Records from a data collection
####

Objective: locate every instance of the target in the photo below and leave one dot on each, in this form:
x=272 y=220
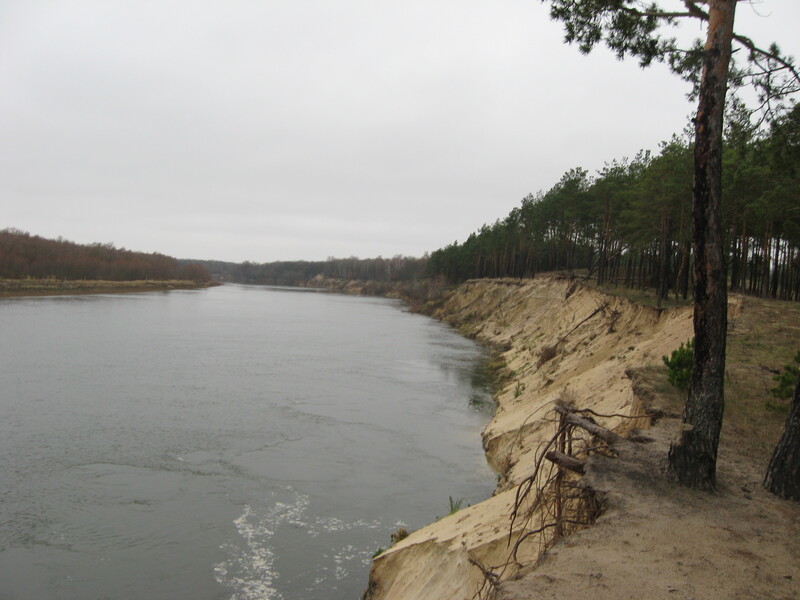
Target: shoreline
x=569 y=344
x=18 y=288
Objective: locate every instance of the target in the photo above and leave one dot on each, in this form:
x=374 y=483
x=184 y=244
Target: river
x=238 y=442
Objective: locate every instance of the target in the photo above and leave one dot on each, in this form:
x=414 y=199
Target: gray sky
x=300 y=129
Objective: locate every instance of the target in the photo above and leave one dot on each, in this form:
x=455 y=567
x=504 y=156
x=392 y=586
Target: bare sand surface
x=567 y=343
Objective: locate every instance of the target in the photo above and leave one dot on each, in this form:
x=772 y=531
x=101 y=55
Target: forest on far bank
x=23 y=255
x=631 y=223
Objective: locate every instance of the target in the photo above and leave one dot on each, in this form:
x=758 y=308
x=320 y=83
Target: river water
x=231 y=443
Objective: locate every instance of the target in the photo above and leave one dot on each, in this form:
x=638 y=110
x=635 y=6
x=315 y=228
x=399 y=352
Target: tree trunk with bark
x=783 y=472
x=693 y=457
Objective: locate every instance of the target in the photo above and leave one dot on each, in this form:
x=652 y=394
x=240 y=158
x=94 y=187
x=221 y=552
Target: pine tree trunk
x=693 y=457
x=783 y=472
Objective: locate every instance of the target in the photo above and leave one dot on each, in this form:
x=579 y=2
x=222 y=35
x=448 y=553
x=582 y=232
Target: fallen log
x=596 y=430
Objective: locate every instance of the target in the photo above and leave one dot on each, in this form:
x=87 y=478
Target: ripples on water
x=237 y=442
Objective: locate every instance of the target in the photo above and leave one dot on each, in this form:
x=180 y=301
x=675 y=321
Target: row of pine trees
x=630 y=224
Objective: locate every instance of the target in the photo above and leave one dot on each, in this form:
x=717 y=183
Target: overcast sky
x=300 y=129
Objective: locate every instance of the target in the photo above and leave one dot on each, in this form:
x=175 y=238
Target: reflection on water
x=237 y=442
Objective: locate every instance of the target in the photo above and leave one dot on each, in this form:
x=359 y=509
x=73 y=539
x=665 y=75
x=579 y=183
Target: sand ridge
x=561 y=341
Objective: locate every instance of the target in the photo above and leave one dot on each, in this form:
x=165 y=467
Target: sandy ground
x=658 y=540
x=566 y=342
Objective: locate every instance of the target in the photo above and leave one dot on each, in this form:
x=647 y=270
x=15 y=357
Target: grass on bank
x=47 y=287
x=762 y=339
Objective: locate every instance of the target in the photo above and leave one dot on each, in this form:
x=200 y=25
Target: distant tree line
x=631 y=223
x=397 y=268
x=24 y=255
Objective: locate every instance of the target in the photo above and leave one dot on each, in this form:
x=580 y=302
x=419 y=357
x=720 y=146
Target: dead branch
x=566 y=461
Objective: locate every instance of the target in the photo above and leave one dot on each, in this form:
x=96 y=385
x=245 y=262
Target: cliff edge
x=570 y=345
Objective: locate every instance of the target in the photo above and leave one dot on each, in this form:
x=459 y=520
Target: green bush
x=787 y=380
x=679 y=365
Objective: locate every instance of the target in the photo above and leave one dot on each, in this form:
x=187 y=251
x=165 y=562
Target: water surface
x=231 y=443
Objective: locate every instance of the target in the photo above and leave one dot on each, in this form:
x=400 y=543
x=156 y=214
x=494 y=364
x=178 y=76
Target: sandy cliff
x=570 y=344
x=562 y=341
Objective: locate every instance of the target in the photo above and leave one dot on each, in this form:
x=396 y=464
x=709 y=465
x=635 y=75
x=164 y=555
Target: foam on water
x=251 y=570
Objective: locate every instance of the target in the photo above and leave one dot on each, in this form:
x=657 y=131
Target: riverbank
x=568 y=344
x=51 y=287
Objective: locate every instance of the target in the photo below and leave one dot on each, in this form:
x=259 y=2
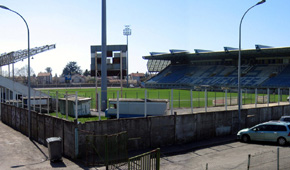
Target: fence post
x=268 y=96
x=289 y=96
x=76 y=108
x=76 y=139
x=66 y=105
x=191 y=104
x=118 y=109
x=215 y=98
x=249 y=161
x=278 y=156
x=205 y=101
x=179 y=98
x=256 y=97
x=1 y=104
x=278 y=96
x=171 y=101
x=158 y=159
x=17 y=103
x=34 y=104
x=40 y=102
x=56 y=96
x=145 y=104
x=99 y=105
x=241 y=98
x=226 y=99
x=48 y=102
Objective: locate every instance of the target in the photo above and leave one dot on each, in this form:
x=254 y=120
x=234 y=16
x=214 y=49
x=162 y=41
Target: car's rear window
x=281 y=128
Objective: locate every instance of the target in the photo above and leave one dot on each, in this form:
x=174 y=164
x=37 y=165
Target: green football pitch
x=181 y=98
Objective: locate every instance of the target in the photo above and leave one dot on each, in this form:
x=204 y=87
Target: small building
x=78 y=79
x=84 y=106
x=44 y=78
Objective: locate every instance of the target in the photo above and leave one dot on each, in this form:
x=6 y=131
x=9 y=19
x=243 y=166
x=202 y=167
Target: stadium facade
x=262 y=67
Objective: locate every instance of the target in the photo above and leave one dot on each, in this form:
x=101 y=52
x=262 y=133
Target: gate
x=146 y=161
x=108 y=150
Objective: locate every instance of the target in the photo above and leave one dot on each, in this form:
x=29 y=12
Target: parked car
x=269 y=131
x=285 y=118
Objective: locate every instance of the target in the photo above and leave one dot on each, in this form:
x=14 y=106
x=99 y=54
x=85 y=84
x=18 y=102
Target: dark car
x=269 y=132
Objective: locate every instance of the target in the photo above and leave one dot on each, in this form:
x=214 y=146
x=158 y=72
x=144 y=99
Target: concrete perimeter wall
x=42 y=127
x=143 y=133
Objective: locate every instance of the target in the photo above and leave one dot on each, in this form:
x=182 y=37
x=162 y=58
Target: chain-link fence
x=198 y=97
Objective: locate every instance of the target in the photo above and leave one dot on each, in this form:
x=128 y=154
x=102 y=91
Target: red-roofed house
x=44 y=78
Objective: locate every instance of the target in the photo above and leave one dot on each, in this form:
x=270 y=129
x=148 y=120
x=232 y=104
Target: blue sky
x=75 y=25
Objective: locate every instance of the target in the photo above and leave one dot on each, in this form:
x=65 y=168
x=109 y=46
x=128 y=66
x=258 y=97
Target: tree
x=23 y=71
x=48 y=69
x=86 y=73
x=71 y=68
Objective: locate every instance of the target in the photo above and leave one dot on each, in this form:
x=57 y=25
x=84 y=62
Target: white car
x=285 y=118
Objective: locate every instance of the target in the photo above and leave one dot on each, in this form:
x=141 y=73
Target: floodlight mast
x=127 y=32
x=104 y=58
x=28 y=51
x=239 y=61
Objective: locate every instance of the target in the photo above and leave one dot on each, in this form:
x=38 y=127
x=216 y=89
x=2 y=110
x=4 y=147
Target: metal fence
x=276 y=159
x=188 y=99
x=108 y=150
x=146 y=161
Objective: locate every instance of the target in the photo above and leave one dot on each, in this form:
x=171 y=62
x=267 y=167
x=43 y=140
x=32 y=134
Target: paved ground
x=229 y=156
x=18 y=152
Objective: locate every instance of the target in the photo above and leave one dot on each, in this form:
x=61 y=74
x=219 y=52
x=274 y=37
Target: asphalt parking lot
x=19 y=152
x=229 y=156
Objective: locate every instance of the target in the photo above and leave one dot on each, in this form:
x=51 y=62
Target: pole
x=145 y=104
x=226 y=99
x=118 y=110
x=127 y=63
x=205 y=101
x=96 y=75
x=191 y=104
x=104 y=57
x=56 y=98
x=121 y=72
x=239 y=61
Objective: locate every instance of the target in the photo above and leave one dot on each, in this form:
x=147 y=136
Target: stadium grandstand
x=262 y=67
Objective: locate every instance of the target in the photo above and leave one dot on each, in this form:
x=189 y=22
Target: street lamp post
x=239 y=61
x=28 y=77
x=127 y=32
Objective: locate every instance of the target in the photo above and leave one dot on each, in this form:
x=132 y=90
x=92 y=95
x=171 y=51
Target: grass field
x=80 y=119
x=181 y=98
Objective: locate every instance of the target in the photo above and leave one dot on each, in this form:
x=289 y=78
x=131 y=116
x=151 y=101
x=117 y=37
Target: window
x=279 y=128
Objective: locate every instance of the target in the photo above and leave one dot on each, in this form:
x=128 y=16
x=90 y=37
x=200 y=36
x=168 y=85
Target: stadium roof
x=227 y=54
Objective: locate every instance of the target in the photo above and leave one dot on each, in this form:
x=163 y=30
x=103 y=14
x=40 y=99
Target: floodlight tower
x=239 y=61
x=104 y=58
x=127 y=32
x=28 y=77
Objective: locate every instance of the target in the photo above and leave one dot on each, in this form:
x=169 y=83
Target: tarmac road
x=18 y=152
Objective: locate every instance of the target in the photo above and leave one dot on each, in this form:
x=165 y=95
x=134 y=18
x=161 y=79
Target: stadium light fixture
x=127 y=31
x=239 y=61
x=28 y=77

####

### SHORT EXERCISE
How many lines of the listing above contain the string "trunk"? Case counts; give only the number.

### FULL OUTPUT
2